Return each line below holding the string "leaf".

%%

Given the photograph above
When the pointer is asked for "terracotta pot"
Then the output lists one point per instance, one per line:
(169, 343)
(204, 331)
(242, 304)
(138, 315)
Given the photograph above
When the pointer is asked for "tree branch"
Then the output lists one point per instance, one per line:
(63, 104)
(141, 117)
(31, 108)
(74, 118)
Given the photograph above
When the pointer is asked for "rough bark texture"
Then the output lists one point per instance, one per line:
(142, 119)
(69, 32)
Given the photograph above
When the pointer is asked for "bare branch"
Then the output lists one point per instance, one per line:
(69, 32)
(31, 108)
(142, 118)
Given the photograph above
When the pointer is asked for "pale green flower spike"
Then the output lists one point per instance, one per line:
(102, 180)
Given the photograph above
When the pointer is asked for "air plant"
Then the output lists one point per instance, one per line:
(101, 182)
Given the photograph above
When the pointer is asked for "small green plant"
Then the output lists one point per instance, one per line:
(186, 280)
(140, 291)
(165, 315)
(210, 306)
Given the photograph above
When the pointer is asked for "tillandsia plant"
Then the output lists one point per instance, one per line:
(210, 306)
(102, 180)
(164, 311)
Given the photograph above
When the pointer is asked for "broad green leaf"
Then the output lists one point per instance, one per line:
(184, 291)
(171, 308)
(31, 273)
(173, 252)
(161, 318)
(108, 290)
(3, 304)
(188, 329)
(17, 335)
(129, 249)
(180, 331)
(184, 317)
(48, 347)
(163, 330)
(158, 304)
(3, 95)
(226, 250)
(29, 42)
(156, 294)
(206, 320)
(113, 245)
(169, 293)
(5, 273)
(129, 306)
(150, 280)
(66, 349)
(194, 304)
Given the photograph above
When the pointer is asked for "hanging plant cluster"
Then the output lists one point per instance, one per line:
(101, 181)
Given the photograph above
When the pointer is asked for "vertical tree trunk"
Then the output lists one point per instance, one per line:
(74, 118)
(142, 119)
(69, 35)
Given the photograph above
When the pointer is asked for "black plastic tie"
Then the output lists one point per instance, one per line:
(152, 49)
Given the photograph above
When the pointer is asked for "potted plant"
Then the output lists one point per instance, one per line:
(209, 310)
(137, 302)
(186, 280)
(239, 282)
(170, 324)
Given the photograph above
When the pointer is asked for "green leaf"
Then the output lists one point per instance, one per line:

%%

**RESPONSE TO THIS TASK:**
When the pointer is asked for "broad green leaf"
When the pointer is asked for "green leaf"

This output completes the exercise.